Passage shown:
● ● ● ● ● ● ●
Osprey Athlete Ray Zahab reflects on his most recent crossing through Death Valley, the challenges he faced, and what he is working towards next.

I’ve heard it said before that the hardest part of any adventure is actually just getting to the start line. These past twenty years of expeditions have taught me that there is a lot of wisdom and truth in that statement. When we ran 4500 miles across the Sahara in 2007, I wasn’t sure we’d ever get to our start in Senegal, let alone the finish, 111 days later on the Red Sea in Egypt. While planning my unsupported 2009 expedition to the South Pole, funding was so tight, I wasn’t sure we’d make it to the start – but somehow, we did. With over 40 expeditions spanning 20,000 kilometres across most of the largest deserts on the planet, and coldest winter months in the Arctic and Siberia, I thought I’d faced every possible hurdle in trying to get to the start line.

But as we all know…life can be wickedly unpredictable.

A landscape view of Death Valley as the sun sets on a cloudy sky
Image via Ray Zahab

In 2019, while training for an upcoming expedition to the Canadian Arctic, I was feeling like I simply couldn’t recover from longer workouts. I pushed on and completed that unsupported adventure across Baffin Island in January 2020, but was wrecked after. The pandemic was soon upon us, and travel stopped, bringing to a halt my expeditions, the guided expeditions I would lead for my clients with KapiK1, and our free-of-cost, learning-based expeditions for youth with my foundation impossible2Possible. My family and I spent endless days throughout 2020-2022 in the backcountry together, but I just didn’t feel myself. By the time the world started to travel again, and I began a mission of preparing for upcoming adventures and expeditions in 2022, I was finding myself chronically exhausted with the added symptom of constant brain fog, and a dwindling ability to focus or even breathe well, while out trail running and skiing.

As summer 2022 approached, I was training for a west-to-east crossing of Death Valley at its widest point, about 130km, set for early July. I struggled to get to that start line due to the unbearable exhaustion and diminishing that I felt I was going through. I was definitely NOT myself anymore.
● ● ● ● ● ● ●
Given data:

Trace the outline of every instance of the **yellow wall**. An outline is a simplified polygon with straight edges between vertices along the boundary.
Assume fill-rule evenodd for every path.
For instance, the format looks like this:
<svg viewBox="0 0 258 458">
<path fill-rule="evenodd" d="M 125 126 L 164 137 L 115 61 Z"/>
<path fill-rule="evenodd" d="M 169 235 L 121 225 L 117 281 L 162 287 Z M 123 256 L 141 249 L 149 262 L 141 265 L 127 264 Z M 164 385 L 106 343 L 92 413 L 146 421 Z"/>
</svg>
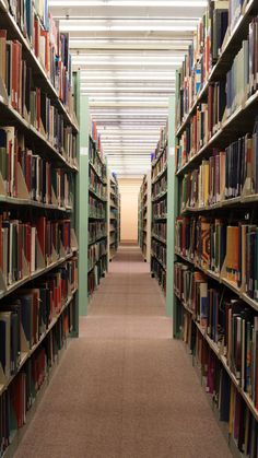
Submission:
● ● ● ● ● ● ●
Work to complete:
**a.** In the Death Valley reflection, why did the writer's expeditions and the ones he led for others come to a halt in 2020? Answer in one to three sentences.
**b.** Summarize the Death Valley reflection in two sentences.

Answers by item:
**a.** The pandemic arrived and travel stopped. That halted his own expeditions, the guided expeditions he led for clients with KapiK1, and the free learning-based youth expeditions run through his foundation impossible2Possible.

**b.** After twenty years and over 40 expeditions, Ray Zahab believed he had faced every hurdle in reaching a start line, including near misses before his 2007 Sahara run and his 2009 South Pole expedition. From 2019 on, though, he suffered worsening exhaustion, brain fog, and trouble focusing and breathing, and by summer 2022 he struggled even to reach the start of a planned 130km crossing of Death Valley.